▸ **Your task**
Could you set down exactly the lines in the records below between the line holding "Q: Provide one point on every instance of the stone temple" and the line holding "Q: Provide one point on every instance of the iron", inclusive?

▸ **Provided data**
========

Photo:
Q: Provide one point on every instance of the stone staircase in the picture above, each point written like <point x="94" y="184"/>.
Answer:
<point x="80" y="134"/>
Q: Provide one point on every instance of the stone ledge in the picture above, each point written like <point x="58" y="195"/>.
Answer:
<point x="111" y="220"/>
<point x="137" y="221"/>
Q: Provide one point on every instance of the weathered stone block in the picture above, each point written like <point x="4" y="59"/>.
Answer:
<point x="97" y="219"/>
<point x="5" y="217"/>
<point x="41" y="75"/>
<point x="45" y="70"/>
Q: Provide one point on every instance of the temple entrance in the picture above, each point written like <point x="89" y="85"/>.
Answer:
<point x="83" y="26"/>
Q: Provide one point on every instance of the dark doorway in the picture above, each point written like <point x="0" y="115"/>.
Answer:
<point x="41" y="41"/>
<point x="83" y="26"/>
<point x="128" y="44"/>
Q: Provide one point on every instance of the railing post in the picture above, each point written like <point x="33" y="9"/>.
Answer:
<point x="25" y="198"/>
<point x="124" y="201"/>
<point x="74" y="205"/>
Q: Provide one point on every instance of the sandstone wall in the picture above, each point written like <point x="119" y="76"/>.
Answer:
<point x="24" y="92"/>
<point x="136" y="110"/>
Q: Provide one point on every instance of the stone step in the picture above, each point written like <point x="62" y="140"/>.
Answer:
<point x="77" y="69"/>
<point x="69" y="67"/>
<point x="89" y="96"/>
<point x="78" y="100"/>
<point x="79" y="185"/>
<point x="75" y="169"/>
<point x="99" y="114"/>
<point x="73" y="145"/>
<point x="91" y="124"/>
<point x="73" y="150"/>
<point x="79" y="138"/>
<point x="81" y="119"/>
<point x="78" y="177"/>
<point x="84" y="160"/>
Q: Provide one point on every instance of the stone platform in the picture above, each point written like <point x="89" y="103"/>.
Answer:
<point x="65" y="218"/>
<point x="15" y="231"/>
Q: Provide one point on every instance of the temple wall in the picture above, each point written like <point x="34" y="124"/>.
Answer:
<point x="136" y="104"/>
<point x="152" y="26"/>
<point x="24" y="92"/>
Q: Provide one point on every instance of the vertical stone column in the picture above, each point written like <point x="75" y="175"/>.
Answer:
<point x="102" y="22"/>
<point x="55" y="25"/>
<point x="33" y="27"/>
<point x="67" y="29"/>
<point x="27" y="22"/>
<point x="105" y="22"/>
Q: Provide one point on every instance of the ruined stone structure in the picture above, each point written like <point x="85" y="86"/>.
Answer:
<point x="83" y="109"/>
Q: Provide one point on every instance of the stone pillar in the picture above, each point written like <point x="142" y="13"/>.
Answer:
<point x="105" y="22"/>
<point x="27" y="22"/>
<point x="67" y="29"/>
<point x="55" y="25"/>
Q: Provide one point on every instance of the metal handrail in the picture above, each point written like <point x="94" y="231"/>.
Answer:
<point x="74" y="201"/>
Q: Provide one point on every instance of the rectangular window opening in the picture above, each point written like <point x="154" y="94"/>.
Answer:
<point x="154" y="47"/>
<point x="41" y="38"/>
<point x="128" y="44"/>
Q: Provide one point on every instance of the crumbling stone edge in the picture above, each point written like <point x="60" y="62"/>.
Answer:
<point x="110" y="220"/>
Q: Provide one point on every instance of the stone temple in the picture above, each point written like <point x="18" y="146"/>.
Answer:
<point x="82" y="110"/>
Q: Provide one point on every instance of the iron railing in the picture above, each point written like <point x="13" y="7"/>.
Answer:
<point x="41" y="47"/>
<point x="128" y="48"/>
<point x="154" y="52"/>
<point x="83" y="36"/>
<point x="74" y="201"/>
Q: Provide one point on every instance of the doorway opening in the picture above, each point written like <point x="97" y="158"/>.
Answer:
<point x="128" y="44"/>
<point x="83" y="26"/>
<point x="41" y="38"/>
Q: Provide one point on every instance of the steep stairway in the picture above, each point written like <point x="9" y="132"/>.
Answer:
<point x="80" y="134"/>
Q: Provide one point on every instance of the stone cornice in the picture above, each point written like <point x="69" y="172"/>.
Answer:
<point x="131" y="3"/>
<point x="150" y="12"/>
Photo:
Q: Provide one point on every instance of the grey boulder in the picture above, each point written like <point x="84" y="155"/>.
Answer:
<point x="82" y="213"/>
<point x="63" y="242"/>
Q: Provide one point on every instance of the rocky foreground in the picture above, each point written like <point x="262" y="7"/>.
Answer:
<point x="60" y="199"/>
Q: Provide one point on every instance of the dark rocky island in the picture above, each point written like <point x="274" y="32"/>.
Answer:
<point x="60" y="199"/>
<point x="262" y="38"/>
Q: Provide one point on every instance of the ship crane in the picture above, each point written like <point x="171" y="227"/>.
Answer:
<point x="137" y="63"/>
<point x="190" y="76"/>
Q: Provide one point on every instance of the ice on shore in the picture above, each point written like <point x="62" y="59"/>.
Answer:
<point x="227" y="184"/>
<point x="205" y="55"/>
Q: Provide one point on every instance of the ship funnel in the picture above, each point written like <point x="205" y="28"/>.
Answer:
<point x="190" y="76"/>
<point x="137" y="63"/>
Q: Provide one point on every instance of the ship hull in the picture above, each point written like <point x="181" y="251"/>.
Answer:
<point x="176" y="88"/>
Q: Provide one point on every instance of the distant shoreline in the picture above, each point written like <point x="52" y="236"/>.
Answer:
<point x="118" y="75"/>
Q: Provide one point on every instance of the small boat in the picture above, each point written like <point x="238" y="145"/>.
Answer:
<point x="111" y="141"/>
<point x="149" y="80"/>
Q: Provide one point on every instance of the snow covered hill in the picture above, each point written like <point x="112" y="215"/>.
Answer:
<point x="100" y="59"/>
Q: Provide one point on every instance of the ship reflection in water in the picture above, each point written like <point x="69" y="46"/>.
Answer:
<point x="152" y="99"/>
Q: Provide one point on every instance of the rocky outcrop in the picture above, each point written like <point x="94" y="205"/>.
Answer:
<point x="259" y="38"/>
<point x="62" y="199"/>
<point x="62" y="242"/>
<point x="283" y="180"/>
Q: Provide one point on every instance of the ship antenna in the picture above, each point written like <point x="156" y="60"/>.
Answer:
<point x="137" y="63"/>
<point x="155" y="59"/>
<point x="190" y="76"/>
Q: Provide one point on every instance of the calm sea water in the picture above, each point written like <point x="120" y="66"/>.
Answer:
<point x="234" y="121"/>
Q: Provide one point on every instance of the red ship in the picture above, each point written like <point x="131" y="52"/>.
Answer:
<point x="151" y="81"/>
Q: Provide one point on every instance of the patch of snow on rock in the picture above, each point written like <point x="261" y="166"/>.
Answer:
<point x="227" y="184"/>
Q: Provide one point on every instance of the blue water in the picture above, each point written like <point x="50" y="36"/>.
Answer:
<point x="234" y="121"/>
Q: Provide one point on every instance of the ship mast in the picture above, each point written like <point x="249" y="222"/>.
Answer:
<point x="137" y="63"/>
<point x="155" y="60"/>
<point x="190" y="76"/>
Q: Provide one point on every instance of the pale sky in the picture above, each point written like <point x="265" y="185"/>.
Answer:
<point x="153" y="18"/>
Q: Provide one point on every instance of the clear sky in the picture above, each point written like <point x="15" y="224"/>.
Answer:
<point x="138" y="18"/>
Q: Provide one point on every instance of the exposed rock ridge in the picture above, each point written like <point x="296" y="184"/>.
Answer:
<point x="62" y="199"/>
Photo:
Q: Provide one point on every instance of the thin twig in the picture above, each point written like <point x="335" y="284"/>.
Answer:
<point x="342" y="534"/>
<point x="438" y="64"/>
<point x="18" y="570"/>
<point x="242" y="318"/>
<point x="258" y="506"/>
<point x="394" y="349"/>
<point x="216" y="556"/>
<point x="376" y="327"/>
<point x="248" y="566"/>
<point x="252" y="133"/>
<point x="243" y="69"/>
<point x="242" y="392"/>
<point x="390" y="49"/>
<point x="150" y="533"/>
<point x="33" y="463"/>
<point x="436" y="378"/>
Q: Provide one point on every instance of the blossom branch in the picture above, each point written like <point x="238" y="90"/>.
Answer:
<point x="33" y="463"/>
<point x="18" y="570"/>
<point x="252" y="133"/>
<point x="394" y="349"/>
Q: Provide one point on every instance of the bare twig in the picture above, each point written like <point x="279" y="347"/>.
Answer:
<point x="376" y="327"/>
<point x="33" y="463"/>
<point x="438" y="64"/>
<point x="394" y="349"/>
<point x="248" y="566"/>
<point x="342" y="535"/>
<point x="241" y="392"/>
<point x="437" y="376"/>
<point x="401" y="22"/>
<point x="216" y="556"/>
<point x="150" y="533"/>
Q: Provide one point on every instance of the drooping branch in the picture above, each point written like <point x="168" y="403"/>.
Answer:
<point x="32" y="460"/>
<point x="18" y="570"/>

========

▸ **Solution to the problem**
Q: Provide one point on every instance of the stone temple in the picture above, each point written like <point x="18" y="146"/>.
Answer:
<point x="82" y="110"/>
Q: Provide one point on every instance of the iron railing in the picture above, each point written like <point x="13" y="7"/>.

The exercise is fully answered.